Copy the entries below exactly, but only from the line containing "Target: window" through the final line.

Image point grounding data
━━━━━━━━━━━━━━━━

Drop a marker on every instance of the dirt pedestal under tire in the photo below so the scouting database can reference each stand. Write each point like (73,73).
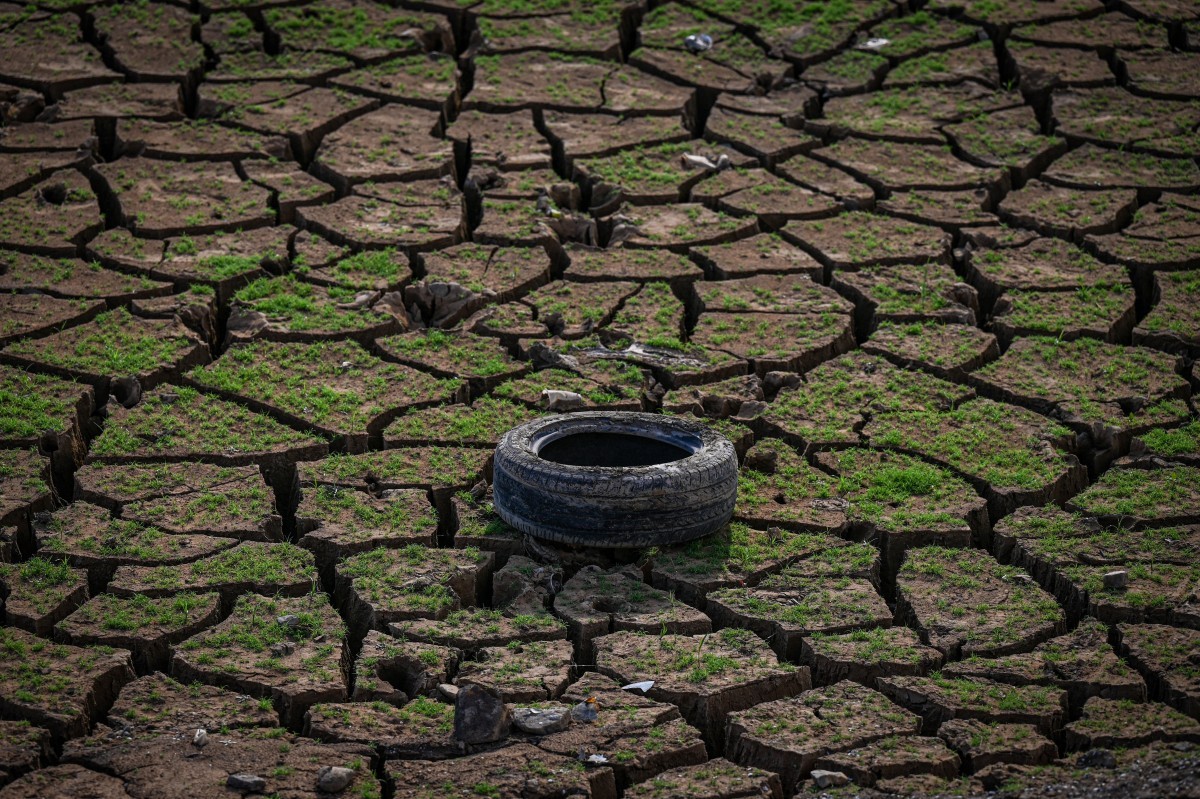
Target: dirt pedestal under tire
(615,479)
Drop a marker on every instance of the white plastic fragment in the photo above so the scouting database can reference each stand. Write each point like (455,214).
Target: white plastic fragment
(643,686)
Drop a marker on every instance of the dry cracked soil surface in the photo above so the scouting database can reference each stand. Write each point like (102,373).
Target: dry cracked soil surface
(276,275)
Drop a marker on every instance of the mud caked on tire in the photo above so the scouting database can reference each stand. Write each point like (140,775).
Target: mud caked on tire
(615,479)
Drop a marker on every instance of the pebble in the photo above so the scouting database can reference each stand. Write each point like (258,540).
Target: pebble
(1097,758)
(586,710)
(829,779)
(541,721)
(246,782)
(334,779)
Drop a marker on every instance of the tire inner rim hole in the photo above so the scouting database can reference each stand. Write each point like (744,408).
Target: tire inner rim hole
(611,450)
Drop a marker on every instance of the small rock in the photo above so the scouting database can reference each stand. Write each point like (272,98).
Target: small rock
(875,43)
(541,721)
(1097,758)
(829,779)
(334,779)
(587,710)
(562,400)
(480,715)
(750,408)
(246,782)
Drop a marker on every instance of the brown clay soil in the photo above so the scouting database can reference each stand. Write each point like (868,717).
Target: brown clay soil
(277,275)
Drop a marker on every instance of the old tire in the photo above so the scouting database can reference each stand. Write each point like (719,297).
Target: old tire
(583,504)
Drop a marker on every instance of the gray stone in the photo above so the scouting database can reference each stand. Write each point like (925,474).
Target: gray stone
(480,715)
(525,587)
(586,710)
(334,779)
(246,782)
(1097,758)
(829,779)
(541,721)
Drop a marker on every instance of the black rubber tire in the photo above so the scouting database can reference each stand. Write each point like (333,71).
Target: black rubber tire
(616,506)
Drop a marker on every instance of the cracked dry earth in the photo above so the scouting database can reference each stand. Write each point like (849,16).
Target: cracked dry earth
(275,276)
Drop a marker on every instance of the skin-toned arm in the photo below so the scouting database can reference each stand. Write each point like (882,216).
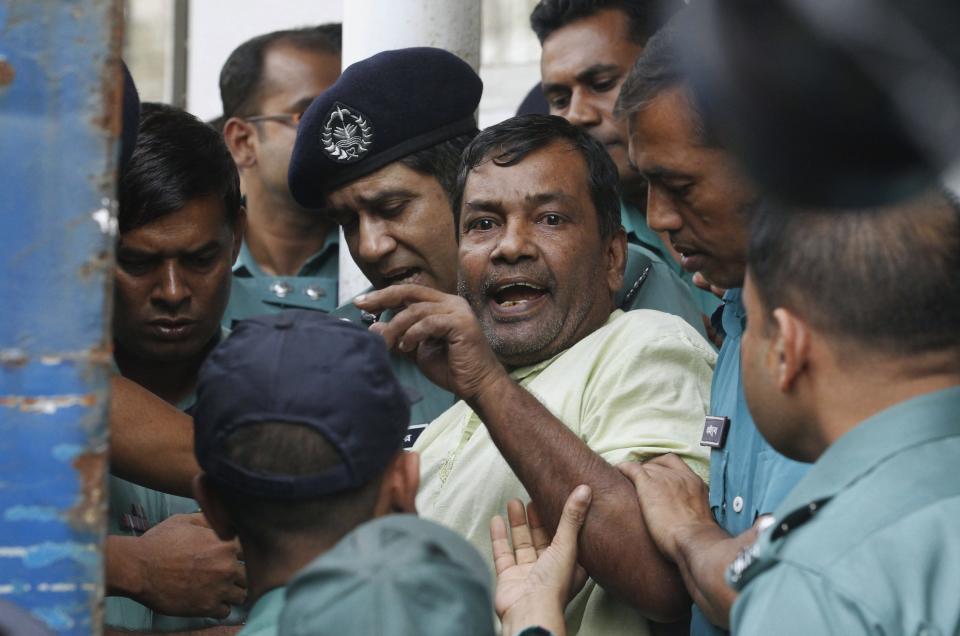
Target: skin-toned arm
(548,458)
(151,442)
(677,512)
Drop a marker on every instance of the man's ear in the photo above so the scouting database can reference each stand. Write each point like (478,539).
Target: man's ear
(206,495)
(616,260)
(791,347)
(240,138)
(398,492)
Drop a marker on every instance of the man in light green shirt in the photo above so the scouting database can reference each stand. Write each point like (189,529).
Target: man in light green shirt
(555,383)
(861,374)
(179,233)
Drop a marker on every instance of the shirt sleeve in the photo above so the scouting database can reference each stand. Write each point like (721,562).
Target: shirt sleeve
(649,393)
(790,601)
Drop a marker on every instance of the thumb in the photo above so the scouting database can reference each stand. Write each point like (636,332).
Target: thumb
(572,518)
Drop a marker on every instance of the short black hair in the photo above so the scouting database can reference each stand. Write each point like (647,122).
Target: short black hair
(441,161)
(241,78)
(177,158)
(510,141)
(645,16)
(886,279)
(294,450)
(657,70)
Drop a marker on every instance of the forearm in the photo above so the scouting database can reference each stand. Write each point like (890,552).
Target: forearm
(550,461)
(151,442)
(216,630)
(703,553)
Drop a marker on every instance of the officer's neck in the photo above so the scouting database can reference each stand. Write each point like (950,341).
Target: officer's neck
(273,569)
(173,381)
(280,235)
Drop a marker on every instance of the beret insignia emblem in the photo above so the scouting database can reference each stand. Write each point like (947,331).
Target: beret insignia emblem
(347,135)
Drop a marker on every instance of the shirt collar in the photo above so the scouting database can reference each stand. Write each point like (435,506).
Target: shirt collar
(266,611)
(733,318)
(245,265)
(521,373)
(916,421)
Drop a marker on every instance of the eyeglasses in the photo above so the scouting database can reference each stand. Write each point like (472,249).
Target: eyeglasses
(291,119)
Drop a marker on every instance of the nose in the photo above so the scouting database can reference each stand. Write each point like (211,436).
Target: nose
(515,244)
(582,111)
(662,214)
(374,240)
(171,290)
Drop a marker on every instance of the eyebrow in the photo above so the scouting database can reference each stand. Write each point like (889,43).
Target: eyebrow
(531,200)
(661,173)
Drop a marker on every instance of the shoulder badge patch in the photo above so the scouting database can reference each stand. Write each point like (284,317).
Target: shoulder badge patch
(347,135)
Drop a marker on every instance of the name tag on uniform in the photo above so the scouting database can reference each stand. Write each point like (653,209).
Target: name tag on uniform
(413,432)
(715,429)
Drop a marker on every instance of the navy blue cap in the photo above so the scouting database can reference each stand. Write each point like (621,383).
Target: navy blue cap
(381,109)
(131,118)
(303,368)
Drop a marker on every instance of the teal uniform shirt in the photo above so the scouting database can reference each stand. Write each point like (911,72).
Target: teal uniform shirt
(649,283)
(869,541)
(264,617)
(254,293)
(428,400)
(639,233)
(747,477)
(133,509)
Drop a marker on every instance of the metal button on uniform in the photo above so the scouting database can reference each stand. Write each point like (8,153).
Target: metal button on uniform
(281,289)
(737,503)
(314,292)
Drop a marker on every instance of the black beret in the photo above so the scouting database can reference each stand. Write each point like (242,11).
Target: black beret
(131,118)
(381,109)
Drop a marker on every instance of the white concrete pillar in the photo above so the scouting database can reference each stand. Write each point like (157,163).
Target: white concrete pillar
(371,26)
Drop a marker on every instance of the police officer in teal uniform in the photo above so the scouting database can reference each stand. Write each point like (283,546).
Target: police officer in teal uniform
(380,151)
(179,221)
(289,257)
(697,195)
(859,373)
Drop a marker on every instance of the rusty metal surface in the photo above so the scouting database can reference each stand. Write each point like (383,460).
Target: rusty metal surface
(59,118)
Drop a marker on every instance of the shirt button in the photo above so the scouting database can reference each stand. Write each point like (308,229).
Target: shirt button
(281,289)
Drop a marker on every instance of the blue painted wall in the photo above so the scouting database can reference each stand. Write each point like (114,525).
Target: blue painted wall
(58,122)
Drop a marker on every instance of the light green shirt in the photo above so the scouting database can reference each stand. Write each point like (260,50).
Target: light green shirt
(879,551)
(264,617)
(637,387)
(639,233)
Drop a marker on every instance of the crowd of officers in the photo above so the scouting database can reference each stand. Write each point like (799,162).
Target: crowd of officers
(728,414)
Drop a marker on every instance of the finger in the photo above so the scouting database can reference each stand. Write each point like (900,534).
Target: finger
(502,552)
(541,538)
(572,519)
(520,533)
(396,296)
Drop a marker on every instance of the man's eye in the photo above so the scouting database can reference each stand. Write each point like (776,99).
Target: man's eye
(201,260)
(481,224)
(604,85)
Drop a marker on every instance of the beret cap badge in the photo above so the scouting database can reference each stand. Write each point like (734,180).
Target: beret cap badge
(347,135)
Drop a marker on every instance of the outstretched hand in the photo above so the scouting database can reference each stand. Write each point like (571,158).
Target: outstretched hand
(537,577)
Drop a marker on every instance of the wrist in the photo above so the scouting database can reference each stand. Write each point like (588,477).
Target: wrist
(124,567)
(494,386)
(547,615)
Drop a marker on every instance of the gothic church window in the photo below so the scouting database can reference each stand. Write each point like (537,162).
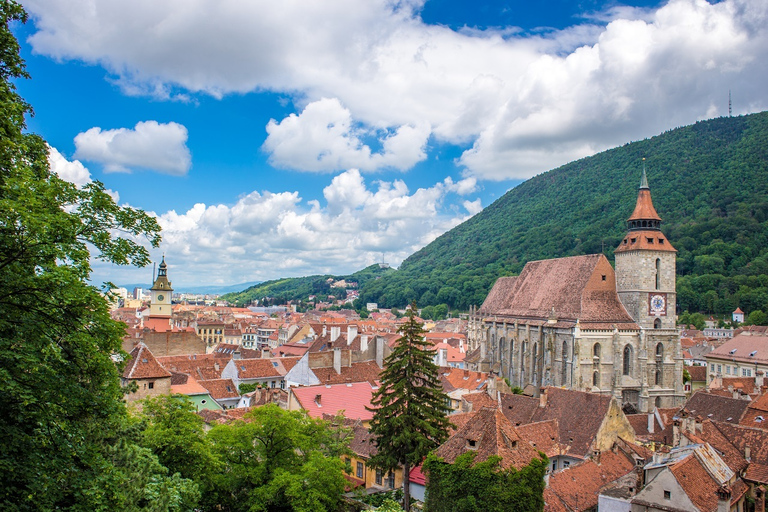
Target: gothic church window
(627,359)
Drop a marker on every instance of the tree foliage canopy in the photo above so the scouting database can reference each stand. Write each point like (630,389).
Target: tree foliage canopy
(465,486)
(410,406)
(65,440)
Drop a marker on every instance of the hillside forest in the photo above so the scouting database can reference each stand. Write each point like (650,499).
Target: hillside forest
(708,184)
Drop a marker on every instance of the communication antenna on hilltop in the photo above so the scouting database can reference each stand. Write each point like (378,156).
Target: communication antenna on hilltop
(729,103)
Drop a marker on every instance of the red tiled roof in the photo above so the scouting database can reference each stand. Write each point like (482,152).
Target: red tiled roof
(143,365)
(220,388)
(364,371)
(352,398)
(488,432)
(578,487)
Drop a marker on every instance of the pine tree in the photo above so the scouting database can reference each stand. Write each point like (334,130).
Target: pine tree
(410,406)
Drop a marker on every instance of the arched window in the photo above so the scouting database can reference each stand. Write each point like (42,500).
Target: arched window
(502,347)
(627,359)
(564,373)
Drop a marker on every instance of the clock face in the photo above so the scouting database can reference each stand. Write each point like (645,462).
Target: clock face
(657,304)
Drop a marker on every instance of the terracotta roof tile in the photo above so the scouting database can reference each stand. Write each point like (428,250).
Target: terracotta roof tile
(488,432)
(352,398)
(143,365)
(364,371)
(711,406)
(578,487)
(220,388)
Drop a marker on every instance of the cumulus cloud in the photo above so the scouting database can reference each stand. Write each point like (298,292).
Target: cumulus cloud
(360,69)
(72,171)
(324,138)
(268,234)
(160,147)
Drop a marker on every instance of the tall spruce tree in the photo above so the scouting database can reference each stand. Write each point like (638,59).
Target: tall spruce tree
(410,406)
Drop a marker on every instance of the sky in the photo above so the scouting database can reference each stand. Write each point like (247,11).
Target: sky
(284,139)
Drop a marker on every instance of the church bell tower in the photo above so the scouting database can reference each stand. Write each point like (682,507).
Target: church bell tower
(645,266)
(160,305)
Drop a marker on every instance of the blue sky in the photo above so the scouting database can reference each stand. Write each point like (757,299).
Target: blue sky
(279,139)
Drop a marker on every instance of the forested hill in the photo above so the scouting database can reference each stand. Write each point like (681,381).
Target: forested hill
(708,182)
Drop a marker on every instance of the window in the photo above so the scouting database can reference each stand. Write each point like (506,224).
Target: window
(627,359)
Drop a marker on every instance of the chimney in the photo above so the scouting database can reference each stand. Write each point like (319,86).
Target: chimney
(379,351)
(351,333)
(724,499)
(442,358)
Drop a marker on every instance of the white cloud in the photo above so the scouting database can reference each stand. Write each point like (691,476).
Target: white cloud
(324,138)
(72,171)
(265,235)
(161,147)
(525,103)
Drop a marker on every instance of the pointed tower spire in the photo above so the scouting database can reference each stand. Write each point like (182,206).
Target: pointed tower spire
(644,217)
(644,179)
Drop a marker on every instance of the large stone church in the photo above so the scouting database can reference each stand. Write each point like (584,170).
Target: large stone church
(578,323)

━━━━━━━━━━━━━━━━

> _FINISHED TASK_
Target: window
(627,359)
Drop a marker on every instance of the chimney in the photo above so the scouting database can reference each stand. Write each point like (319,86).
Target: chimney
(379,351)
(351,333)
(724,499)
(442,358)
Drop a marker on every instance of the white cloud in the photo above so the scouting database can reference each stand. Write each point like (691,476).
Target: white cloud
(324,138)
(72,171)
(265,235)
(161,147)
(525,103)
Drop a marker on every instance of the pointed tower spire in the photo above so the scouting database can reference each stand. Write each point like (182,206).
Target: pointed tower spire
(644,217)
(644,179)
Drop a marker on every instance of the large stone church in the photo above so the scouting database can reference each stand. Write each point like (584,170).
Target: large stone church
(578,323)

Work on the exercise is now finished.